__What the task asks__: Could you print every record below exactly as it appears?
***** Information provided
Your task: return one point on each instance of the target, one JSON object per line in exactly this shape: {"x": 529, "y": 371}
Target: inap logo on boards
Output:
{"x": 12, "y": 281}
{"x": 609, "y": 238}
**********
__Answer section__:
Your task: return one point on each instance of the target, one JSON object per line in exactly this shape: {"x": 529, "y": 371}
Target: inap logo on boards
Output:
{"x": 12, "y": 281}
{"x": 609, "y": 238}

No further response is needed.